TASK GOAL:
What is the number of lines in this listing that include the string "small"? Answer with that number by itself.

RECORDS SUPPLIED:
────────
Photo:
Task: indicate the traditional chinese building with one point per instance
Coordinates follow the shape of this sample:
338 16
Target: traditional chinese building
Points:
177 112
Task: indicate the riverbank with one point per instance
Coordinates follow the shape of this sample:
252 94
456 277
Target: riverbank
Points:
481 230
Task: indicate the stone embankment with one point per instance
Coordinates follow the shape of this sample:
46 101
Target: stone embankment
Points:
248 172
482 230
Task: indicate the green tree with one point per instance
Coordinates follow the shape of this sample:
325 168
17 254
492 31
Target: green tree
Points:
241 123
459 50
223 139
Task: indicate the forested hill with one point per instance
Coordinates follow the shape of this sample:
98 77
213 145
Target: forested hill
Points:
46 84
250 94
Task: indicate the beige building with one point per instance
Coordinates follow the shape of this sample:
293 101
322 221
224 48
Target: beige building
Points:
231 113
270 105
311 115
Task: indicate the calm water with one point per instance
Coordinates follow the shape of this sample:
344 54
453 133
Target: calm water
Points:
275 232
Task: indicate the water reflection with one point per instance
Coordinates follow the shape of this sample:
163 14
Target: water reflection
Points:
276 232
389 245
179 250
────────
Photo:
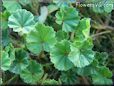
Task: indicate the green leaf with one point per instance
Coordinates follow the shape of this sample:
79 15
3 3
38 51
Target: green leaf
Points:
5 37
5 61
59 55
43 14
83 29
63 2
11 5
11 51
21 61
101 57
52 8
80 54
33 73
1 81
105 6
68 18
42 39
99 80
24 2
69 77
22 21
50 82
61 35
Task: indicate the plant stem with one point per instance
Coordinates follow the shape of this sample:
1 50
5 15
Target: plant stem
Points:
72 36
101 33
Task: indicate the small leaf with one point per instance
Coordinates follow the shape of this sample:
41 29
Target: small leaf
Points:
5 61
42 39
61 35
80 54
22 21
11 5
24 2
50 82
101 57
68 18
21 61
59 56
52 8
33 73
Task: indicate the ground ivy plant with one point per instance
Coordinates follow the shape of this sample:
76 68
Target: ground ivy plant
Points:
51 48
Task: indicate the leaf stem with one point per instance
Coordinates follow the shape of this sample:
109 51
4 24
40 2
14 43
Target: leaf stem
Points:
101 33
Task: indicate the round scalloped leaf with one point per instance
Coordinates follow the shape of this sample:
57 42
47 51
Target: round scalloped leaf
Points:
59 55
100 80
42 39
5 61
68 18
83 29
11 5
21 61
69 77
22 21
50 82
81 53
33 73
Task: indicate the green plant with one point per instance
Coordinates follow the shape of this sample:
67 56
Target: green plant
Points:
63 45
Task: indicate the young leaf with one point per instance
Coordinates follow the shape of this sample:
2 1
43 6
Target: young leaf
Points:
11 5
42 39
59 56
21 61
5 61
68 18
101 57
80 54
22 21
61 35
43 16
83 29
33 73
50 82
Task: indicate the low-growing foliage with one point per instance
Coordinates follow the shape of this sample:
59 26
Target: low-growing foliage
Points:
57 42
────────
OUTPUT FOR THIS EXERCISE:
2